▸ Challenge 1: In the sailing forum thread below, condense the paragraph beginning "In the past 3 months" into a short bulleted list that keeps its main facts.

▸ Page excerpt:
# Hi from Portugal!



## pmoreira (Nov 29, 2008)

Hello all!

I discovered sailing about 3 months ago, and I'm totally hooked 

In the past 3 months I've been sailing with my wife and some friends on their boat, a First Class 8 called "Buzaranha". Got started with nice, calm sailing in the late summer, and recently "graduated" to 25Kts gusts of the freezing wind we've been getting here... what a rush!  

Now I just want to learn, learn, learn... by doing, of course!


----------



## knothead (Apr 9, 2003)

pmoreira said:


> Hello all!
> 
> I discovered sailing about 3 months ago, and I'm totally hooked
> 
> ...


Welcome aboard.


----------



## denby (Feb 21, 2007)

Welcome aboard Pmoreira,

You can learn a lot on Sailnet and have fun also. There is a guy from your country on here that goes by the name Giulietta. What ever you do don't post your photo or he will have fun with it.

What do you mean "freezing wind" in Portugal? Good luck sailing.


----------



## Giulietta (Nov 14, 2006)

Moreira,

bem vindo a bordo,

estes gajos aqui sao uns porreiracos...se queres andar a vela aparece em Cascais...ha mais um que vou levar em breve, e se quiseres podes vir tambem. Procura o veleiro Giulietta em Cascais


----------



## pmoreira (Nov 29, 2008)

Giulietta,

Obrigado pelo convite! 
Pelo que já vi por aqui, é um barco lindo. Um dia desses aceito, porque os donos do Buzaranha nem sempre estão por cá...


----------



## Giulietta (Nov 14, 2006)

Moreira, escreve 10 posts para poderes receber menssagens PM..

assim podes-me ligar

Alex


----------



## TSOJOURNER (Dec 16, 1999)

Welcome to Sailnet. As denby pointed out you don't want to send that photo, even to a fellow countryman.


----------



## DarkBlue (Nov 2, 2008)

Welcome Moreira.
Vais aprender muito aqui neste forum. Podes começar pelos vídeos do Giulietta que são muito bons.

▸ Challenge 2: Count the lines of the records that contain the string "arched". Reply with the number alone.

▸ Information shown:
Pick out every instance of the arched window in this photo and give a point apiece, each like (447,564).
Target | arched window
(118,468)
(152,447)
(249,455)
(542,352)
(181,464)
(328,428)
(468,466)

--

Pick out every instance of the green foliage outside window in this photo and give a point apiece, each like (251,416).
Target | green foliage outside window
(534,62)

...

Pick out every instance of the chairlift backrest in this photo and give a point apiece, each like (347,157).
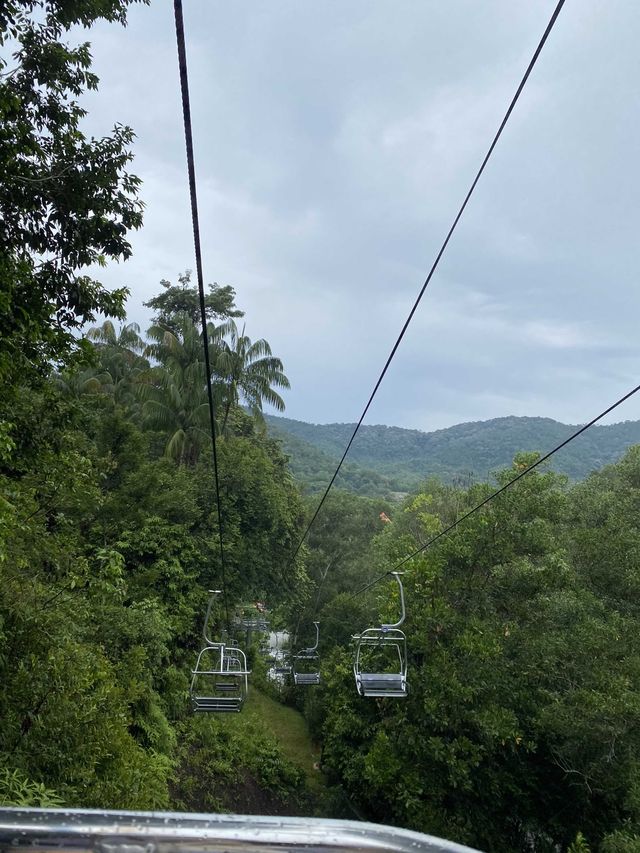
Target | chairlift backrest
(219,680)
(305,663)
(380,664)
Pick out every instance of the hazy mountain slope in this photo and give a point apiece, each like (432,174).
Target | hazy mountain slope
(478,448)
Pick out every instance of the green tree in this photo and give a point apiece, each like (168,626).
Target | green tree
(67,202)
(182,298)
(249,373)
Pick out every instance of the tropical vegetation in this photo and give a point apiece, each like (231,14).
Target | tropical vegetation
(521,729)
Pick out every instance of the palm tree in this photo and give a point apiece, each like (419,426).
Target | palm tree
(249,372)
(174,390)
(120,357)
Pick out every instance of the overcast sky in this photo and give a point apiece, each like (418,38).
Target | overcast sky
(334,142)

▸ Reply 1:
- Sailed for the past 3 months with his wife and some friends on the friends' boat, a First Class 8 named "Buzaranha"
- Began with calm sailing in the late summer
- Recently moved up to 25-knot gusts of freezing wind, which he calls a rush

▸ Reply 2: 2